━━━━━ SELECTED TEXT

I have a school project where I need to simplify user generated mathematical expressions. We also need to define our own basic operators (:+: is addition, :*: is multiplication etc.).

For example:

Prelude> Const 9 :+: Const 3 :+: Const 2
Const 14
Prelude> Const 14 :*: Var 'x' :+: Const 10 :*: Var 'x'    
Const 24 :*: Var 'x'

Here is what I have so far:

infixl 4 :+:
infixl 5 :*:, :/:
infixr 6 :^:

data Expr a = Var Char
         | Const a 
         | (Expr a) :+: (Expr a) 
         | (Expr a) :*: (Expr a)
         | (Expr a) :^: (Expr a)
         | (Expr a) :/: (Expr a)
         deriving (Show, Eq)

━━━━━━━━━━

▶ STATED GOAL 1: According to the post about simplifying math expressions above, why does the poster define operators such as :+: and :*:? Answer in one to three sentences.
▶ STATED GOAL 2: Continue the post about simplifying math expressions, starting after its last line of code.

━━━━━ DATASET EXTRACT

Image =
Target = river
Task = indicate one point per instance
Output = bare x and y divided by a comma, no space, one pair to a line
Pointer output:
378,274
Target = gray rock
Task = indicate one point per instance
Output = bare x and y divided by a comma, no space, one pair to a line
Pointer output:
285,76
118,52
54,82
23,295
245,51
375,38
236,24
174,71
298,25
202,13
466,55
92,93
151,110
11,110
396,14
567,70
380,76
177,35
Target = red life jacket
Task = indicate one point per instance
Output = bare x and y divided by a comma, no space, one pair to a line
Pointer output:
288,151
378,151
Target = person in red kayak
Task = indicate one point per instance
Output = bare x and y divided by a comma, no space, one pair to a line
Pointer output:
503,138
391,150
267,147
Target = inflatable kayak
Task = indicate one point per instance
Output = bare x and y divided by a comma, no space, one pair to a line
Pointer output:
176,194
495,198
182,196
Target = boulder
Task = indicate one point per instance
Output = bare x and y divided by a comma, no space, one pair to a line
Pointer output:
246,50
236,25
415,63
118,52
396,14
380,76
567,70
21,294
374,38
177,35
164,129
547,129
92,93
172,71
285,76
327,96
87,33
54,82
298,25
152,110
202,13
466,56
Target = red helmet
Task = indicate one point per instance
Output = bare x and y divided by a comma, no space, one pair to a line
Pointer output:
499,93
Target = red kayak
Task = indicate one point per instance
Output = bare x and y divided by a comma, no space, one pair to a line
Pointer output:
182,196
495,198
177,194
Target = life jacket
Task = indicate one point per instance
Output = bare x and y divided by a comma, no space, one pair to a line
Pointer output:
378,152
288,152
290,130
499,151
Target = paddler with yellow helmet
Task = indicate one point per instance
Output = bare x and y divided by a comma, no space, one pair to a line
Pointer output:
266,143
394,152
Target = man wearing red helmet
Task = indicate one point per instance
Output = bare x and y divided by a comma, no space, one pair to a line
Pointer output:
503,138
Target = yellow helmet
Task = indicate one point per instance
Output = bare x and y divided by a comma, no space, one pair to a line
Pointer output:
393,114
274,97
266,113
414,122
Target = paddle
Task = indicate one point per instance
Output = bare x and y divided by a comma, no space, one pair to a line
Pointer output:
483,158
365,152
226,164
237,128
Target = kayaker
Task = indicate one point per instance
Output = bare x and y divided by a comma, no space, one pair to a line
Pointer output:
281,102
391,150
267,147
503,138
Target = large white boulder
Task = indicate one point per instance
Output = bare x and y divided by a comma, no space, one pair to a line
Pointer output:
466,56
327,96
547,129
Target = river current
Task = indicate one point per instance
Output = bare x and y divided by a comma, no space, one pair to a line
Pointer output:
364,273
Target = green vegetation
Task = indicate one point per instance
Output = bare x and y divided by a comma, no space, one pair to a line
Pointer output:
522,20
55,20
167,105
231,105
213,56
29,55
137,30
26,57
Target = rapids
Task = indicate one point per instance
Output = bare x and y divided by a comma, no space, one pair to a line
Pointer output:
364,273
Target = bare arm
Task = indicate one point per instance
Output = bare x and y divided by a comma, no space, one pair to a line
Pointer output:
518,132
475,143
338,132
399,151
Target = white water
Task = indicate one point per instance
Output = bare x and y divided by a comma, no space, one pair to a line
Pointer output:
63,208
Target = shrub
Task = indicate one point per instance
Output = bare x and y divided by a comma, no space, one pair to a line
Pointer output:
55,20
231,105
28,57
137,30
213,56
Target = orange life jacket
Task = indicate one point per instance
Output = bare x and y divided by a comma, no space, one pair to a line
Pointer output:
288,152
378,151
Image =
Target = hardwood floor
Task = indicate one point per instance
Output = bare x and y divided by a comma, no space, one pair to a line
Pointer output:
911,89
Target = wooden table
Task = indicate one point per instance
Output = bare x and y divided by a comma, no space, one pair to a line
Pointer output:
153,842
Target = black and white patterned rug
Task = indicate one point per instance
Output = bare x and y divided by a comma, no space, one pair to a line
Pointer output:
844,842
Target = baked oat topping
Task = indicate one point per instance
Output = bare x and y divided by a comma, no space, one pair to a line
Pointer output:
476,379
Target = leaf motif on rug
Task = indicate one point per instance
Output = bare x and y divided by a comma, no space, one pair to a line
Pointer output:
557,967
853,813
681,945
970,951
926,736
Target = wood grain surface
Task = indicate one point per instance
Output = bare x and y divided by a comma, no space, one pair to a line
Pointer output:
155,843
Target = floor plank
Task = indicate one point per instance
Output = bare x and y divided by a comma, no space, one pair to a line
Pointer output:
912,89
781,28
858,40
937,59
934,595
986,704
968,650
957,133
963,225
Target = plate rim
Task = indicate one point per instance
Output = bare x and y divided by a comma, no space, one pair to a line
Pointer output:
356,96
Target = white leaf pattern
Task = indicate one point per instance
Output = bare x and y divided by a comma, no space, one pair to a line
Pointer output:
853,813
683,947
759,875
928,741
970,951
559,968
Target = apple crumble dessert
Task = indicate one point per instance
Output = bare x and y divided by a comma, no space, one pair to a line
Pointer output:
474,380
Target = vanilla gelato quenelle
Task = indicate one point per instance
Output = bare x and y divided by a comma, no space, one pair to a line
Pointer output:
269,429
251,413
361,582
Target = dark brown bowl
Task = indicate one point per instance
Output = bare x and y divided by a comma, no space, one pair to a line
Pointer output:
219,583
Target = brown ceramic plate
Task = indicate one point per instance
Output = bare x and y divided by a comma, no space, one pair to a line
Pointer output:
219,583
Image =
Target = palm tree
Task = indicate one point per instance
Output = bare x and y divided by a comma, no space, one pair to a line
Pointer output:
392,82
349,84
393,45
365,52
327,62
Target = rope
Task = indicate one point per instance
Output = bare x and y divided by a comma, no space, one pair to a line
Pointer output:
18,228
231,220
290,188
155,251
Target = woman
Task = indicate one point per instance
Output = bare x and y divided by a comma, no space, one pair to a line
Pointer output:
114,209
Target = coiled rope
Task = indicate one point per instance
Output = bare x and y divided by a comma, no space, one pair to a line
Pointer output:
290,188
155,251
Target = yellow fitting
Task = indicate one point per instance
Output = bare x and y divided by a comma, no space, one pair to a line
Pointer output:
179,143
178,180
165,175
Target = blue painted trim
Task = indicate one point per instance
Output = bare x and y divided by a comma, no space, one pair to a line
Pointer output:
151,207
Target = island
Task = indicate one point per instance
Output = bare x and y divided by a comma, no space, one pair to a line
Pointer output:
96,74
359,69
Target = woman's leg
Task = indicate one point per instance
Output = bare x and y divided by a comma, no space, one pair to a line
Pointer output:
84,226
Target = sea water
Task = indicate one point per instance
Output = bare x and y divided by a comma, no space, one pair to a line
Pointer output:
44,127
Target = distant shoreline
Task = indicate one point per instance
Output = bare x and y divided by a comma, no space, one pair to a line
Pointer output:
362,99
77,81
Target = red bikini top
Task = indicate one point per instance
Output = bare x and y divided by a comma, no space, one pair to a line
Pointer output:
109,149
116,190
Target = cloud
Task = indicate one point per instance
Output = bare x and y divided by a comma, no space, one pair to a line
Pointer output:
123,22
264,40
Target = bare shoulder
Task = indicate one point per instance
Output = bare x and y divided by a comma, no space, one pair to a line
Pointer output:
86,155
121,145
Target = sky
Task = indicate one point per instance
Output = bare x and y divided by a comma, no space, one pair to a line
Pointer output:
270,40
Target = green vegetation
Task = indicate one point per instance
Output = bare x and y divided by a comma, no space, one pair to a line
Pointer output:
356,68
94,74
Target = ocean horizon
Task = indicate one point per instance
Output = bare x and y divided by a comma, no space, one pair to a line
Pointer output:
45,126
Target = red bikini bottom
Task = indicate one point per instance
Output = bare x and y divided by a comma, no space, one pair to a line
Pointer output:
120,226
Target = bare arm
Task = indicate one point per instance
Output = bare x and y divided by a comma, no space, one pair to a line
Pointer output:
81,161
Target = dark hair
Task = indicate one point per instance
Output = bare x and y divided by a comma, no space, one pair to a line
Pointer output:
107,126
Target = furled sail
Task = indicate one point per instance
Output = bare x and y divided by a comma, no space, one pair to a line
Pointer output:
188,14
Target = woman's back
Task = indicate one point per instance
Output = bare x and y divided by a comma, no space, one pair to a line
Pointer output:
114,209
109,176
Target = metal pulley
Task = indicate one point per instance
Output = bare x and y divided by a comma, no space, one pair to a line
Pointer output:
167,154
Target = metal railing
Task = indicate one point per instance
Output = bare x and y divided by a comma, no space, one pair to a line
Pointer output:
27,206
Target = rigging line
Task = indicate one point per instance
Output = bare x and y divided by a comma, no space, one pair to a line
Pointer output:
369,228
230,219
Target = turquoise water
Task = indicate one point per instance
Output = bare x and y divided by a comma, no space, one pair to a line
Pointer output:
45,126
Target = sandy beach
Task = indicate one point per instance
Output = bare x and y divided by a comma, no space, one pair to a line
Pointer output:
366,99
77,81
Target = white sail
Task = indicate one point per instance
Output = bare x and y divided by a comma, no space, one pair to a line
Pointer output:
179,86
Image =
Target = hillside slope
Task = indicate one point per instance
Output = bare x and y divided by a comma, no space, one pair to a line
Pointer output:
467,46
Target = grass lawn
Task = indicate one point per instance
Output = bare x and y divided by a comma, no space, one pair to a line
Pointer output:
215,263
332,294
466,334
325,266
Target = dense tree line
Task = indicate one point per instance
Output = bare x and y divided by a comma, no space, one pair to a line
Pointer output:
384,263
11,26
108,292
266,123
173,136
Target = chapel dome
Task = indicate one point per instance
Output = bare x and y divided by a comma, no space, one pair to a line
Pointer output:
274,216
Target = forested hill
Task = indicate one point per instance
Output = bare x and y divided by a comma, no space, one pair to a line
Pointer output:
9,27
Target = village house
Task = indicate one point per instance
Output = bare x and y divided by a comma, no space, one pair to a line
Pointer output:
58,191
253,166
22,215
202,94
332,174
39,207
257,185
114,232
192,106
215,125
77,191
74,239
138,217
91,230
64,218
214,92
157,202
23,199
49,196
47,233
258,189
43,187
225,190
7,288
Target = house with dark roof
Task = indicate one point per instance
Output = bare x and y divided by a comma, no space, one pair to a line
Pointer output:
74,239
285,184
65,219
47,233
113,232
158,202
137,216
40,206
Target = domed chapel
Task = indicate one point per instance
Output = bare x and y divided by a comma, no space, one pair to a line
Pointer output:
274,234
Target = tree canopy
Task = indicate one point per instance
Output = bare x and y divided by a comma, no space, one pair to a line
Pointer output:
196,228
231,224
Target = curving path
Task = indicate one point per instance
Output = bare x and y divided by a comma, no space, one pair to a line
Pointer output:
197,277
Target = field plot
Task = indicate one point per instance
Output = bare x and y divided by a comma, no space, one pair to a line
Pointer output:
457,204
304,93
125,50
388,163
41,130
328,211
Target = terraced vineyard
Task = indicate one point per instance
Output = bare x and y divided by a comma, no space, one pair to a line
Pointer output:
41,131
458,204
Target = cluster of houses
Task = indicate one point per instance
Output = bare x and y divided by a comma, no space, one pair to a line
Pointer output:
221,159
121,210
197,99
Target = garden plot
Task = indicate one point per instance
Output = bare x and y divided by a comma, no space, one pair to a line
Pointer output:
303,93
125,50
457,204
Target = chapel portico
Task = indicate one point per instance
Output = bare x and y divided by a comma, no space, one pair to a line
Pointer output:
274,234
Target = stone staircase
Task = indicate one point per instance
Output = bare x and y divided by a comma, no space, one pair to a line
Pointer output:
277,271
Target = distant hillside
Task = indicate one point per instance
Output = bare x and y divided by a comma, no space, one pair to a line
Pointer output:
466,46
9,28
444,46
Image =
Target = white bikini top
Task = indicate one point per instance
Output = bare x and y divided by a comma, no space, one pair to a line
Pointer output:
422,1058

━━━━━━━━━━

▶ TASK OUTPUT 1: The poster's school project requires it. Along with simplifying user-generated expressions, the class must define its own basic operators, such as :+: for addition and :*: for multiplication.

▶ TASK OUTPUT 2:
I have tried something like this for my addition operator without success:

class (Num a) => Expr a where
    (:+:) :: a -> a -> a

instance Expr a where
    x :+: y = x + y

All that I'm looking for is some guidance on how to get this started. I'm comfortable with creating my own functions, and using common functions (map, zip, foldr etc.). We recently started learning type classes, functors, and a brief intro on monads.

Answer 1

I was able to implement this project, I appreciate the help for getting me started in the right direction. I'll post my solution here in case anyone is interested. It may not be pretty but it works!

completeCleanUp with the help of cleanUp simplify an Expr. plugIn takes some Char 'x', and replaces all Var 'x' with a number provided. Finally evalExpr returns a solution to the Expr.

Note that variable simplification did not need to be implemented, thus Const 9 :*: Var 'x' :+: Const 10 :*: Var 'x' would not be further reduced.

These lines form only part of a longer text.